Data for the task START

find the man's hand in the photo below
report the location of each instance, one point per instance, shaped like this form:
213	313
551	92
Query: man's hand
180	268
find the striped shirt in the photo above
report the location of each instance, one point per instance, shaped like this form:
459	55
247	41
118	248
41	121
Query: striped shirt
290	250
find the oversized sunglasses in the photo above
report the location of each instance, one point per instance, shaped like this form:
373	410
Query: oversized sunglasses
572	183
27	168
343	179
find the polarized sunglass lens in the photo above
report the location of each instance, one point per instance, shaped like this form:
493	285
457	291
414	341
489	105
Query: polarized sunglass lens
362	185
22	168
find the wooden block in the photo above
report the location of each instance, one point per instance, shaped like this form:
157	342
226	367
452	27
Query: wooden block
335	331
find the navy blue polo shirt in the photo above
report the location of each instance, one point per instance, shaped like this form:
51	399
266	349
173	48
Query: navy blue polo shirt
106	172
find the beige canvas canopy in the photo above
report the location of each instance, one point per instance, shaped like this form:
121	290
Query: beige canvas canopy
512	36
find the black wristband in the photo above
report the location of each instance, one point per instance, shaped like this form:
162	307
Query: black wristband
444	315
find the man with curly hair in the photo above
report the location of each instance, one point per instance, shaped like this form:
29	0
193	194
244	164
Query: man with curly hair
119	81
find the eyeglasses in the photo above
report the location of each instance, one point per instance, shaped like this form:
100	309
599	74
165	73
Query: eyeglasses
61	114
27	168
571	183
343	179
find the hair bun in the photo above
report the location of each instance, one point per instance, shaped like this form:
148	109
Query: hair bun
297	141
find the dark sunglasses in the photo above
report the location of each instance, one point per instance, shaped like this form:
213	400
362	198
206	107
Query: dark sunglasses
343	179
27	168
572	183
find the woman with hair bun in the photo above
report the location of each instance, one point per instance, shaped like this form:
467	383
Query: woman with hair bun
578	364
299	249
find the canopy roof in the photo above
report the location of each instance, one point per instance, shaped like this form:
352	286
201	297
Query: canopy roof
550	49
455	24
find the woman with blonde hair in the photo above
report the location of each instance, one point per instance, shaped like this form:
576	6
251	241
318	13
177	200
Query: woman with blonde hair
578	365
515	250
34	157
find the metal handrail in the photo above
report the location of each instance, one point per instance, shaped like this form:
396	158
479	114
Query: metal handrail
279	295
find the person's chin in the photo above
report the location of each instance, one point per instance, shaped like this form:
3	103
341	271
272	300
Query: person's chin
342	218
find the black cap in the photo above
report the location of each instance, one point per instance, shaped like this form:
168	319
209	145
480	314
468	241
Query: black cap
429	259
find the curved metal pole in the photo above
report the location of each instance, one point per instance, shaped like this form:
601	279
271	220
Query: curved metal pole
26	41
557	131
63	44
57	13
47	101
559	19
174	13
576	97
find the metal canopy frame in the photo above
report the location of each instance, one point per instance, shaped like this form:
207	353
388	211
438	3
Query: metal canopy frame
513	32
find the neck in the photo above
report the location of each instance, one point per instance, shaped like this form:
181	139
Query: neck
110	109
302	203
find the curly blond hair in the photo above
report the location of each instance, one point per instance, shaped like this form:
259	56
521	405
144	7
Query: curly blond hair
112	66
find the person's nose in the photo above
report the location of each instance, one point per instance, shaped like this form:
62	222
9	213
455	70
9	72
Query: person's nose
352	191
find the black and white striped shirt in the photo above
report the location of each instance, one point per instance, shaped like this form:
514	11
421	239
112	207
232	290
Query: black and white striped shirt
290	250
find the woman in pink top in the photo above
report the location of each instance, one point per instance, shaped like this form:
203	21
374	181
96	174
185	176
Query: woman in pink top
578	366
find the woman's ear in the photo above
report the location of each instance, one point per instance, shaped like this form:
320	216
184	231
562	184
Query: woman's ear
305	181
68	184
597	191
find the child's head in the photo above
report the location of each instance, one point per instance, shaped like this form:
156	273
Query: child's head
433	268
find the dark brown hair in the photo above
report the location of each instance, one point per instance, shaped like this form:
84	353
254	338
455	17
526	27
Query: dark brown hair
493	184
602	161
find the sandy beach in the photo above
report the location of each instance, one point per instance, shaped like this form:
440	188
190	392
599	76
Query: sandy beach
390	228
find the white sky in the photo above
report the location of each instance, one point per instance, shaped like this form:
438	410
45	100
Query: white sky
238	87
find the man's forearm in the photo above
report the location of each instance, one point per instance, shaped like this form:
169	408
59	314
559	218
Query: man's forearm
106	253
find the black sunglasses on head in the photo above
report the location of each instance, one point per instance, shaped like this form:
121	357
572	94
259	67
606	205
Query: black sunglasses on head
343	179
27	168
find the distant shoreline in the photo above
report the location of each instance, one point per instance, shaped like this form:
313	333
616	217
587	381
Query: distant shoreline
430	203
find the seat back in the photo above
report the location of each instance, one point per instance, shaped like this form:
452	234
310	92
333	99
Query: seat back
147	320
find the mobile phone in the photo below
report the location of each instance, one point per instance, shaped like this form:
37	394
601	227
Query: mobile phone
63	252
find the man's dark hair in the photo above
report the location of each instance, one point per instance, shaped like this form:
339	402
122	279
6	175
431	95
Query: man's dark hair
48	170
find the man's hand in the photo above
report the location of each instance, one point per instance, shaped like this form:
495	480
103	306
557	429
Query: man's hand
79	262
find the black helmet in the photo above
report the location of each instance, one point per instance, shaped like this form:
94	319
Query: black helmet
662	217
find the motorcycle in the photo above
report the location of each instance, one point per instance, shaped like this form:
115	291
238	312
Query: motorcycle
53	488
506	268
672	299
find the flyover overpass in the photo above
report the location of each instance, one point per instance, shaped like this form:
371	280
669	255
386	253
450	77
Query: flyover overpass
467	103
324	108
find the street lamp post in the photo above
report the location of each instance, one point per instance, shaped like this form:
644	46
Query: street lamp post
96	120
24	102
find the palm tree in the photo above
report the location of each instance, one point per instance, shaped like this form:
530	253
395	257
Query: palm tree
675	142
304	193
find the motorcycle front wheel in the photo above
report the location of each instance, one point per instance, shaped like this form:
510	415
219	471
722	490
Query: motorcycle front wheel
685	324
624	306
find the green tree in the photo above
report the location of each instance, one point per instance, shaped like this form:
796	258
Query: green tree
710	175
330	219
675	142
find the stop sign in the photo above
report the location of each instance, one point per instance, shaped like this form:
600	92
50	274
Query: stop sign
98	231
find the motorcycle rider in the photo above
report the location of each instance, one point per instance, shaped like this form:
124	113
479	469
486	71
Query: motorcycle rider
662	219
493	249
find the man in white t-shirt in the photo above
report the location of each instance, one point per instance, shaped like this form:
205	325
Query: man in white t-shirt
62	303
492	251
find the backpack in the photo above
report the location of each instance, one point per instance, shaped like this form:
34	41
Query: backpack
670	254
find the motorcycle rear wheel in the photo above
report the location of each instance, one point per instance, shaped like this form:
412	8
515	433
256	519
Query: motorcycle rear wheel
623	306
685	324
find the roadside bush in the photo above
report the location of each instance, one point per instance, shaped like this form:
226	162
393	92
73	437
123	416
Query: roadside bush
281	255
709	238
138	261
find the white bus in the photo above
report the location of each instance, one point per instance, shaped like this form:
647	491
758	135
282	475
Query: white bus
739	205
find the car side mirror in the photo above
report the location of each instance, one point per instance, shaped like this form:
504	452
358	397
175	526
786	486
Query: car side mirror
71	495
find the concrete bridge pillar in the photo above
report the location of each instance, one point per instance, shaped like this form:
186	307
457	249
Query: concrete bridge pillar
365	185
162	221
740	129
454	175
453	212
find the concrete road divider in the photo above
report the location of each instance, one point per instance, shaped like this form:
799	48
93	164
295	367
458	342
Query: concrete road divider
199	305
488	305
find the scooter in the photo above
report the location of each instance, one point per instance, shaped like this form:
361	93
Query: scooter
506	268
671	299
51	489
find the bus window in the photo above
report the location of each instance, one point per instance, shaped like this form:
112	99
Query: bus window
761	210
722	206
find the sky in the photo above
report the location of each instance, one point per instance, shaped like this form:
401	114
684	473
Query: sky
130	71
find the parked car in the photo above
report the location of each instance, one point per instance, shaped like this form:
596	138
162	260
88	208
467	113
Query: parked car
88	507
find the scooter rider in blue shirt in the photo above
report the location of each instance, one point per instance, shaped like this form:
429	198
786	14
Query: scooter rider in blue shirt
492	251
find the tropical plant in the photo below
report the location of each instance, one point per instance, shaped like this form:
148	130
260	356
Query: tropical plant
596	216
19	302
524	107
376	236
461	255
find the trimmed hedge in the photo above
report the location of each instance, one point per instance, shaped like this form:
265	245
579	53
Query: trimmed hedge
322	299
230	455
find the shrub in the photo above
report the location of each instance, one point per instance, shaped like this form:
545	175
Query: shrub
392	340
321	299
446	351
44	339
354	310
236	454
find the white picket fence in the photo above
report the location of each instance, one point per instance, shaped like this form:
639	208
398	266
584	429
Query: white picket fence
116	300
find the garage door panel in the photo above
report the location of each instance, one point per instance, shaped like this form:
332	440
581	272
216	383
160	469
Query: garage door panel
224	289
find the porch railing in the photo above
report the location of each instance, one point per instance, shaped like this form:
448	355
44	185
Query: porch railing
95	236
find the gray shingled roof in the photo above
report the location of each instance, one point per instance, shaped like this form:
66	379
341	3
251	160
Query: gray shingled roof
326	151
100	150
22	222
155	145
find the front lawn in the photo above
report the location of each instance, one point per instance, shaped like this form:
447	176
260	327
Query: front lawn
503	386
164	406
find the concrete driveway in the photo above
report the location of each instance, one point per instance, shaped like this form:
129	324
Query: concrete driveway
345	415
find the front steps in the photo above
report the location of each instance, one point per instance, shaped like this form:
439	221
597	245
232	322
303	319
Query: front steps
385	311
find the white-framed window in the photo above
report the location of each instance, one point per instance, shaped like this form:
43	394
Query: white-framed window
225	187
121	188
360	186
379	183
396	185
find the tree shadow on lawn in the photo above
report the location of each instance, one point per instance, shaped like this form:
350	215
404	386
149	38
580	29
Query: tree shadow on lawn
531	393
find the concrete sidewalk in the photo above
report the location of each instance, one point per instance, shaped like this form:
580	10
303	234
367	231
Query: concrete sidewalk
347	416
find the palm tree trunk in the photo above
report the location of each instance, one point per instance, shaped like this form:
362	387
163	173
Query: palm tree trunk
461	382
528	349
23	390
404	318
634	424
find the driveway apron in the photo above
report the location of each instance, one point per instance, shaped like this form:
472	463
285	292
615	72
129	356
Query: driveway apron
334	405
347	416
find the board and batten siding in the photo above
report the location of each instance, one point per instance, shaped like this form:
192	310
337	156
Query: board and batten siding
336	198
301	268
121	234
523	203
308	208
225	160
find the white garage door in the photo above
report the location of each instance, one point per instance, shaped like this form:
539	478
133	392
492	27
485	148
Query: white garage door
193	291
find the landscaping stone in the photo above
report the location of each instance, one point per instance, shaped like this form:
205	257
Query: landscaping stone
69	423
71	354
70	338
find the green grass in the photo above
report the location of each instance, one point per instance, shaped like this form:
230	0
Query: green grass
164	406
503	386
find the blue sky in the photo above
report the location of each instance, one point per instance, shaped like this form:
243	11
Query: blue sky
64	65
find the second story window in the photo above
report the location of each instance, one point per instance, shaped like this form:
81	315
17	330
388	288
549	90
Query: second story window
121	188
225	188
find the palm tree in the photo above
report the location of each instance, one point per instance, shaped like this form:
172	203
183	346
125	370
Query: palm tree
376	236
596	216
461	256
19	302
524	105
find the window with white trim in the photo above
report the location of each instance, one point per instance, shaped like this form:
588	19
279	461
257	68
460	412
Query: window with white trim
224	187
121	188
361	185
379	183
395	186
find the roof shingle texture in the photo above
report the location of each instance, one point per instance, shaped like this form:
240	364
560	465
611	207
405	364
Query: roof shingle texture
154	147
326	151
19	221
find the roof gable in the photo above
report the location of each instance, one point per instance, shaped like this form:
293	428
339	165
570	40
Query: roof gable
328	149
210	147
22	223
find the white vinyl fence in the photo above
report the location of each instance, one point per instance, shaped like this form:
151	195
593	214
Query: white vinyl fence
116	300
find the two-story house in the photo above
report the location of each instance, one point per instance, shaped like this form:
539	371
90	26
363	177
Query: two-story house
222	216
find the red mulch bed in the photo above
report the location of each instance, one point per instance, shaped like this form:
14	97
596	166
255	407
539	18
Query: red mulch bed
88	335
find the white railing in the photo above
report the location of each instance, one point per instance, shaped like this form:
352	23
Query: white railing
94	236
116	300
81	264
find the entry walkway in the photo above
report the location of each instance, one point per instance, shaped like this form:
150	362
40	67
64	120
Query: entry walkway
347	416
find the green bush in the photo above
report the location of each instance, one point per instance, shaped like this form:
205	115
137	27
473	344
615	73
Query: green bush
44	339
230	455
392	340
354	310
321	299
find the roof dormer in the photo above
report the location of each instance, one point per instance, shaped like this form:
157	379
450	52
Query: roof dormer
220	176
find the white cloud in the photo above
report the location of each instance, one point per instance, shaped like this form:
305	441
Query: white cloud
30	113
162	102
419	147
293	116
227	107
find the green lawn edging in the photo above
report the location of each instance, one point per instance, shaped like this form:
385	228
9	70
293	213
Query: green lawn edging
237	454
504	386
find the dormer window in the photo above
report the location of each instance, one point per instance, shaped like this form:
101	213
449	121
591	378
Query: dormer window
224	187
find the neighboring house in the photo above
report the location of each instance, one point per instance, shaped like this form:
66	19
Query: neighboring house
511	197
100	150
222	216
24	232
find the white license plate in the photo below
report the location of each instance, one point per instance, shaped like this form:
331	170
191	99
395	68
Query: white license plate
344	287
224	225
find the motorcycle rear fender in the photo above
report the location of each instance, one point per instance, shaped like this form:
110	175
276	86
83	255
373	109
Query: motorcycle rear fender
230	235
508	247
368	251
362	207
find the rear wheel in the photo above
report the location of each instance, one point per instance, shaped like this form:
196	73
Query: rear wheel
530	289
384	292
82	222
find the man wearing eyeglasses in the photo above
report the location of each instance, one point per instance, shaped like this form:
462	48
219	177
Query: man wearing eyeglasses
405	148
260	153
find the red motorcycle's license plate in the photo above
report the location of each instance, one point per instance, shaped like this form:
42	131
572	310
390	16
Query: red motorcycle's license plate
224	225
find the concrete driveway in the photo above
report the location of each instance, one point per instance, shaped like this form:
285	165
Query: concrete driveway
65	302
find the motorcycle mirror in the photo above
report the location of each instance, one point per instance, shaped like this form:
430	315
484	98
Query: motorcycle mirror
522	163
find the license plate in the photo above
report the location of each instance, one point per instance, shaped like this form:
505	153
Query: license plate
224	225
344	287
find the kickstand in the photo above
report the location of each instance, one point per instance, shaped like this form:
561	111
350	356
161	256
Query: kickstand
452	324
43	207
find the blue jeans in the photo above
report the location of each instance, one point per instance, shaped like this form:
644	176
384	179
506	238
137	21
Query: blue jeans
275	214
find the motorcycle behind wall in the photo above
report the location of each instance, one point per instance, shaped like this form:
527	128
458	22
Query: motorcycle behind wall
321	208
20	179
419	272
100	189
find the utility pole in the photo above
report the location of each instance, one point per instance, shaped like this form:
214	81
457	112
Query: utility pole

Data for the task END

**Instructions to follow**
Once the line with "Query: white bus" is found in the records above, print exactly that line and every line after it through the line with "find the sky in the photo above".

**Answer section**
Query: white bus
739	205
find the car side mirror in the photo above
report the location of each instance, one point per instance, shaped like this form:
504	452
358	397
175	526
786	486
Query: car side mirror
71	495
find the concrete bridge pillar in the photo above
report the location of each instance, one point per instance, shaped like this form:
186	307
457	249
Query: concrete bridge pillar
365	185
162	221
740	129
454	175
453	212
find the concrete road divider in the photo above
report the location of each instance, one point per instance, shaped like this form:
799	48
93	164
295	367
458	342
Query: concrete road divider
199	305
488	305
find the scooter in the photo above
report the location of each instance, one point per instance, shaped like this form:
361	93
Query: scooter
506	268
671	299
51	489
find the bus window in the photo above
report the location of each instance, one point per instance, shaped like this form:
112	99
Query: bus window
761	210
722	206
find the sky in the photo above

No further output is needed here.